- DATA FOR PROCESSING:
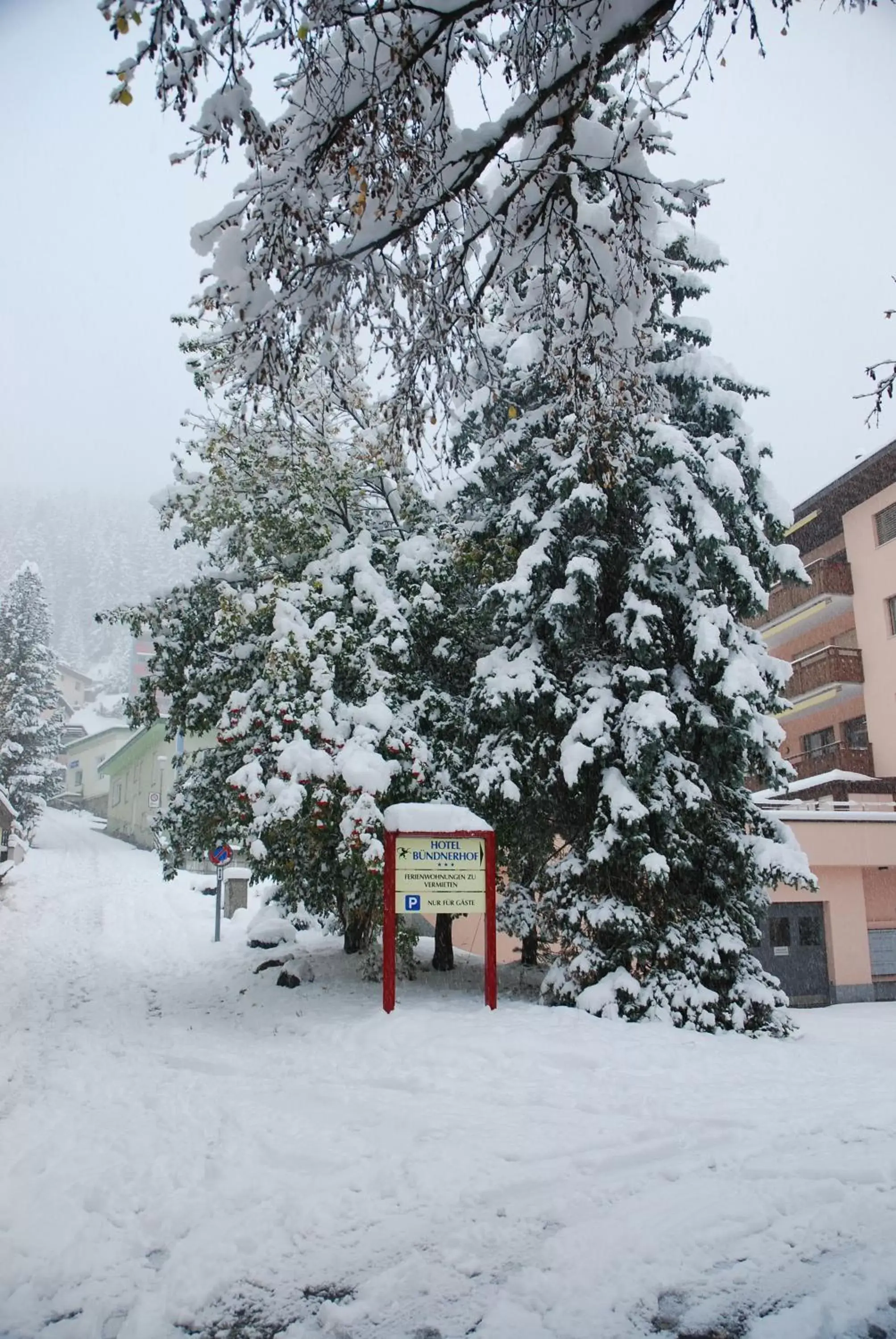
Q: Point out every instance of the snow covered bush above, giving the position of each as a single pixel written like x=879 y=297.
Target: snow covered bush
x=29 y=718
x=304 y=643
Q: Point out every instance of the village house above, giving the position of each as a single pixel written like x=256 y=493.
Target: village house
x=141 y=776
x=83 y=784
x=11 y=849
x=73 y=687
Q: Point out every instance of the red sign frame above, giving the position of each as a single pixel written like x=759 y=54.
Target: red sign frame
x=491 y=920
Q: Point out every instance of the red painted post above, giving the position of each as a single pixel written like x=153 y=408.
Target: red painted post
x=389 y=924
x=491 y=926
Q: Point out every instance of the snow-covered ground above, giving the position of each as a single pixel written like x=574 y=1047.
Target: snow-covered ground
x=184 y=1144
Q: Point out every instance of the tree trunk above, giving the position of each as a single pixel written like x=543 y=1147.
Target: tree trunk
x=358 y=931
x=444 y=955
x=530 y=954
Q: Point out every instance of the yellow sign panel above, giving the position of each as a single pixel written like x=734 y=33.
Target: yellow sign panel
x=440 y=875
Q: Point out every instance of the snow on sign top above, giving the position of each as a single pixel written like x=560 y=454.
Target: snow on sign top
x=433 y=819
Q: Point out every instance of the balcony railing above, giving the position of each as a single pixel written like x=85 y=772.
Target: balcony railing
x=830 y=576
x=831 y=665
x=842 y=757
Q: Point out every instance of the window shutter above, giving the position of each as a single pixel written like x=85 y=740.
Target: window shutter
x=886 y=524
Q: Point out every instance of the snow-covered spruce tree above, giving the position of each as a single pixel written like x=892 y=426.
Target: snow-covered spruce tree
x=371 y=211
x=306 y=642
x=29 y=718
x=626 y=699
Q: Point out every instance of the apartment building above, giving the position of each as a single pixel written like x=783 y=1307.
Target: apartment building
x=839 y=944
x=840 y=632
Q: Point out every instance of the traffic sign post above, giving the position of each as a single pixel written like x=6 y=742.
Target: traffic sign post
x=449 y=872
x=220 y=856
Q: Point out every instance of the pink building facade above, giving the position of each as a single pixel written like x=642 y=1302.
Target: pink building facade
x=839 y=944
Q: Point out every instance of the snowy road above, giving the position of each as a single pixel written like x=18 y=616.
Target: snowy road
x=183 y=1143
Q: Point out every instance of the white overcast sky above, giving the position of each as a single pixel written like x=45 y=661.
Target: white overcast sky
x=95 y=255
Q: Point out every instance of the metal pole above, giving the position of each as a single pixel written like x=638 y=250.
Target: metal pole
x=217 y=903
x=389 y=924
x=491 y=924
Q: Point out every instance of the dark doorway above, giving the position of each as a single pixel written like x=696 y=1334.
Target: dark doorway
x=793 y=948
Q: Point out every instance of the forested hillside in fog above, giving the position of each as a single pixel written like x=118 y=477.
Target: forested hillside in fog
x=94 y=552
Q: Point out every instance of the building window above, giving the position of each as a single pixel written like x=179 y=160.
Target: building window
x=886 y=524
x=856 y=733
x=819 y=741
x=883 y=952
x=809 y=932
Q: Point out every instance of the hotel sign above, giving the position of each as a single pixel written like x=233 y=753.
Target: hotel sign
x=440 y=873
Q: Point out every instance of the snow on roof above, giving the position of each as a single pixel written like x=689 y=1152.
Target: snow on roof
x=112 y=728
x=433 y=819
x=100 y=715
x=830 y=816
x=824 y=778
x=77 y=674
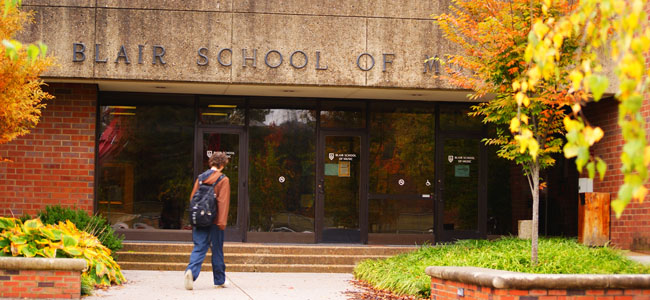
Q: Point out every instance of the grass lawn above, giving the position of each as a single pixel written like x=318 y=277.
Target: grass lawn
x=404 y=274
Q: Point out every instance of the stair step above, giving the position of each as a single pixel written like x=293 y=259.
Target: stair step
x=272 y=249
x=280 y=268
x=247 y=258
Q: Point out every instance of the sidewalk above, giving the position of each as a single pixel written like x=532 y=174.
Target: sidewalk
x=149 y=285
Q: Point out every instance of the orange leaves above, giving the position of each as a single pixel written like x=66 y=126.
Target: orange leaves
x=20 y=87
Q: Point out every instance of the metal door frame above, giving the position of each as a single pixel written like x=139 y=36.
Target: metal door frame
x=442 y=235
x=363 y=180
x=233 y=233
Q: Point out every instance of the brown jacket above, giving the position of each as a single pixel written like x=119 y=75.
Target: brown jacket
x=222 y=189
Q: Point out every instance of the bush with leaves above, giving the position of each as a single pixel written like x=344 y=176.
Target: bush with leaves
x=96 y=225
x=34 y=239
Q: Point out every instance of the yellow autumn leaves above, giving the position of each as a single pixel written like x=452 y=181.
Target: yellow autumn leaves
x=615 y=30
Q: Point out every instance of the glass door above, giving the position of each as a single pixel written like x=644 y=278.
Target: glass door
x=231 y=142
x=342 y=205
x=461 y=189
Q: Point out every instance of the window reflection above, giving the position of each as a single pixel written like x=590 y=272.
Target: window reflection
x=402 y=153
x=402 y=160
x=401 y=216
x=145 y=165
x=282 y=156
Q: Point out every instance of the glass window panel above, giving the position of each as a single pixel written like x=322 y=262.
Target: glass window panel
x=400 y=216
x=221 y=111
x=454 y=117
x=339 y=114
x=341 y=184
x=282 y=156
x=228 y=143
x=145 y=164
x=499 y=199
x=402 y=152
x=460 y=184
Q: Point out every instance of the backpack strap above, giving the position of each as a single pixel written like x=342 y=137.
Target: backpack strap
x=205 y=176
x=218 y=179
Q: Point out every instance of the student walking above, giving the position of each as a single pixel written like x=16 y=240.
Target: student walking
x=211 y=236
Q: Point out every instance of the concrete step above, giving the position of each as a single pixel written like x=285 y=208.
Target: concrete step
x=319 y=249
x=247 y=258
x=280 y=268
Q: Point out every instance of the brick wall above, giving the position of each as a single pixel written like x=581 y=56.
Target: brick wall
x=40 y=284
x=55 y=163
x=449 y=290
x=632 y=230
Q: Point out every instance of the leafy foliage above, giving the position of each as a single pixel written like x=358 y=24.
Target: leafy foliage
x=96 y=225
x=615 y=32
x=492 y=35
x=404 y=274
x=32 y=238
x=20 y=88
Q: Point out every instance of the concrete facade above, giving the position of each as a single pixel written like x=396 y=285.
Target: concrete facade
x=338 y=44
x=367 y=49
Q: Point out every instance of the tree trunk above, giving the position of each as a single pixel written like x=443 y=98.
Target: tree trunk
x=534 y=174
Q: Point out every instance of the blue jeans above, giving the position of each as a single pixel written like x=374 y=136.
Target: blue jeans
x=203 y=238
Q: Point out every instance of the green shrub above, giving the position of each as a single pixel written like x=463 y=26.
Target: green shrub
x=96 y=225
x=33 y=238
x=87 y=285
x=404 y=274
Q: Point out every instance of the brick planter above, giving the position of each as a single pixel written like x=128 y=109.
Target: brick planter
x=59 y=278
x=479 y=283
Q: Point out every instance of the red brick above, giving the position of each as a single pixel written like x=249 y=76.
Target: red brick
x=595 y=292
x=557 y=292
x=538 y=292
x=63 y=126
x=519 y=292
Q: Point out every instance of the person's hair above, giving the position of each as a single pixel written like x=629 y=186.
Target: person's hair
x=218 y=159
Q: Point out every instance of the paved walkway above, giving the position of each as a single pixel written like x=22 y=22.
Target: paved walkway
x=149 y=285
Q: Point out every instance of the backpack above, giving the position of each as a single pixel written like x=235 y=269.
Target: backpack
x=203 y=206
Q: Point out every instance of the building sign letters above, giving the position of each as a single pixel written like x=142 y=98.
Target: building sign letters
x=223 y=57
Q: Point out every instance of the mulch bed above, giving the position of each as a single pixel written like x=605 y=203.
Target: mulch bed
x=366 y=291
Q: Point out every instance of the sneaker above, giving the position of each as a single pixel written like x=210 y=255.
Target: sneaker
x=225 y=284
x=189 y=280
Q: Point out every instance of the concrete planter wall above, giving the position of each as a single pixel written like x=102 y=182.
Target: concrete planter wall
x=479 y=283
x=50 y=278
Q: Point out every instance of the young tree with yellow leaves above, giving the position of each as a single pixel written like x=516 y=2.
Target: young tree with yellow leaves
x=610 y=31
x=493 y=35
x=21 y=96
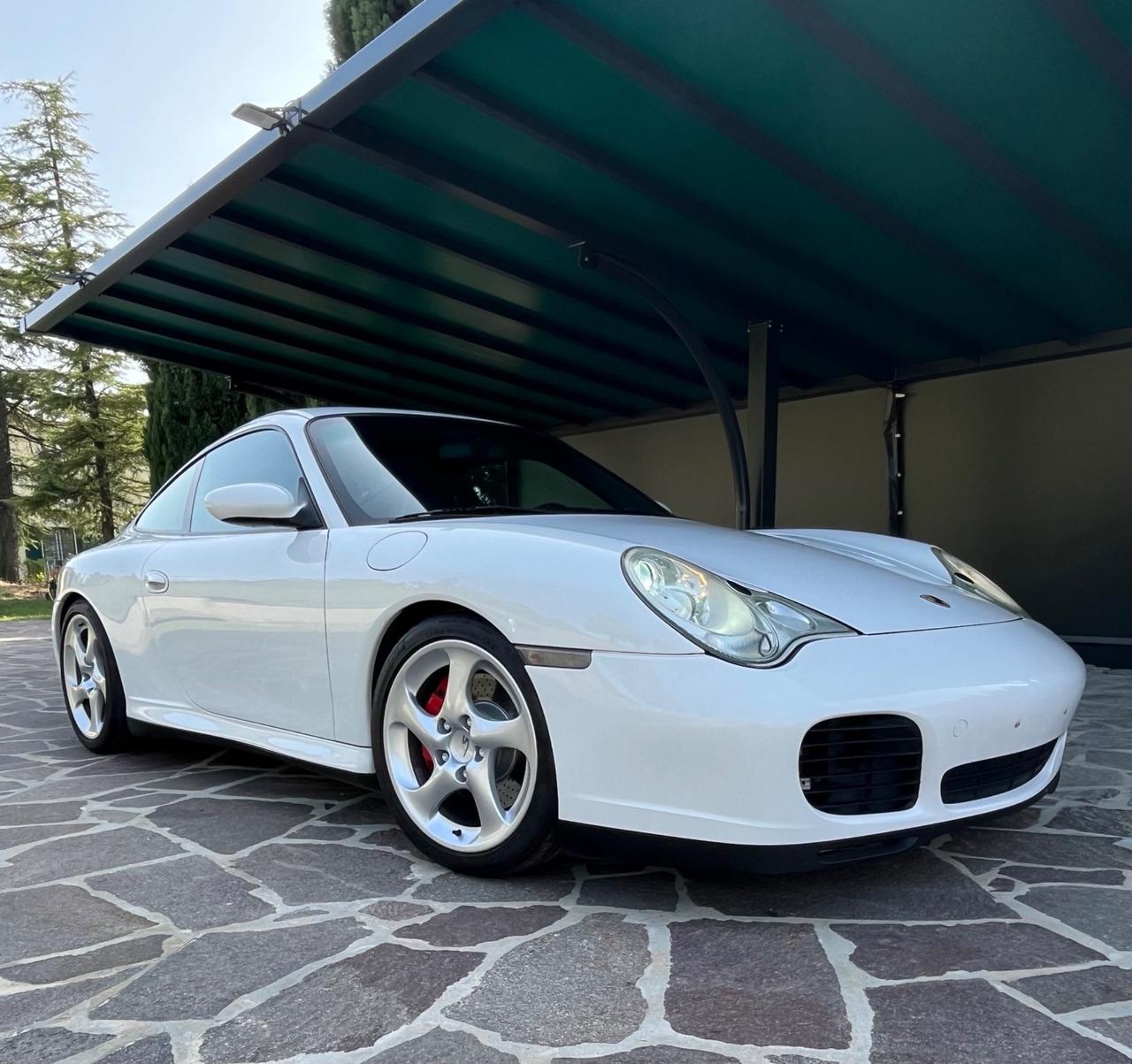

- WORK TASK:
Among the lines above, find the one with "Target: paved walkway" and the one with "Q: Point out every instance of the building sign". Quote both and everything between them, exactly.

- RESPONSE AREA:
Target: paved walkway
x=149 y=285
Q: Point out every instance of the backpack above, giving the position of each as a single pixel written like x=235 y=269.
Target: backpack
x=203 y=206
Q: Point out every instance of the building sign letters above, giving the position of each as a single pixel written like x=142 y=98.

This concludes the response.